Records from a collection
*** Begin section ***
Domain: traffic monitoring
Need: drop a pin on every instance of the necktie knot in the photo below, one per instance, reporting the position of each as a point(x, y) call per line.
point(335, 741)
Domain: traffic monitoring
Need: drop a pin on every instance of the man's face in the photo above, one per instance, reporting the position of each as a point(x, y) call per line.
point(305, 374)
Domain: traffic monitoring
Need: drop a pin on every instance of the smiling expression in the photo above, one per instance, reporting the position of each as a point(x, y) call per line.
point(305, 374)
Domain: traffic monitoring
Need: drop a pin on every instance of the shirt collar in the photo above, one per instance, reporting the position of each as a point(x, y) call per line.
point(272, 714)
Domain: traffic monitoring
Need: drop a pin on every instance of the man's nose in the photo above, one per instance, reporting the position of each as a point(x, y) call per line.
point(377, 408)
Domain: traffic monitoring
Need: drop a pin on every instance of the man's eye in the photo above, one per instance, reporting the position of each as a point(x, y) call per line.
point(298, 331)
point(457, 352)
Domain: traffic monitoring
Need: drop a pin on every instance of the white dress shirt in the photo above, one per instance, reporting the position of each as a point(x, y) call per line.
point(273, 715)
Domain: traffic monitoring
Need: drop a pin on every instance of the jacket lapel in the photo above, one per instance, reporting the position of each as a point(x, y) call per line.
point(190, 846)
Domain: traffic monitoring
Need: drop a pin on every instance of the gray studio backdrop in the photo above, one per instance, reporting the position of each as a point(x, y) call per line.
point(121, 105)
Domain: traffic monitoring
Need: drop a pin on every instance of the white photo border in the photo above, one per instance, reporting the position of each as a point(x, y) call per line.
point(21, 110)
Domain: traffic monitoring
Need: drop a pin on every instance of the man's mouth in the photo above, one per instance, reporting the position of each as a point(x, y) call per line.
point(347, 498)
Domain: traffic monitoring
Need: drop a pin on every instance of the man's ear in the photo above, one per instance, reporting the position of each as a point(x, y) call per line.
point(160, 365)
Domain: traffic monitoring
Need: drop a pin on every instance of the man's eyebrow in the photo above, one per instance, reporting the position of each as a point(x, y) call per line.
*** End section ***
Task: Your response must consist of all the records, retyped exactly.

Worked solution:
Domain: traffic monitoring
Need: drop a pin on every instance of the necktie knot in the photo below, one per instance, reporting the position of each as a point(x, y) call per line.
point(335, 741)
Domain: traffic monitoring
Need: drop a pin on every instance of the man's face in the photo above, one per instance, reporting the position of each as a point(x, y) call per line.
point(305, 374)
Domain: traffic monitoring
Need: drop a pin on every instance of the smiling expression in the photo above, one per instance, reporting the position of each as a point(x, y) call per line.
point(305, 374)
Domain: traffic monitoring
Need: drop a pin on every instance of the shirt collar in the photo above, one per instance, reporting the position of each as a point(x, y) call per line.
point(272, 714)
Domain: traffic monitoring
Need: drop a pin on every instance of the man's nose in the photo above, one per instance, reporting the position of each as a point(x, y) call per line.
point(377, 408)
Domain: traffic monitoring
Need: drop a pin on every instance of the man's eye in the photo above, one per instance, reporting the position of each as a point(x, y) call per line.
point(298, 331)
point(457, 352)
Domain: traffic monitoring
Need: drop a pin on every instance of the white dress shirt in the photo above, one per instance, reporting the position of each as a point(x, y) call per line.
point(273, 715)
Domain: traffic monitoring
Need: drop a pin on every instance of the jacket lapel in the photo above, one per instance, reporting the position of each as a point(x, y) call per line.
point(190, 846)
Domain: traffic monitoring
Need: drop a pin on every instance of the gray studio backdrop in the photo above, one per instance, reporting the position of each as a point(x, y) call per line.
point(121, 105)
Domain: traffic monitoring
Need: drop a pin on every instance of the white photo border in the photo above, one per instance, reporting the position of each as a point(x, y) call per line.
point(21, 110)
Domain: traffic monitoring
Need: drop a pin on every instance of the man's mouth in the photo above, one per instance, reporting the position of each as a point(x, y) call per line.
point(347, 498)
Domain: traffic monitoring
Need: drop a pin on every instance of the man's ear in the photo above, one per instance, reporting the position of each as a point(x, y) call per line.
point(160, 365)
Domain: traffic monitoring
Need: drop a pin on every instance of the man's eyebrow in the photo above, one per instance, reporting the position of each as a point(x, y) call per line.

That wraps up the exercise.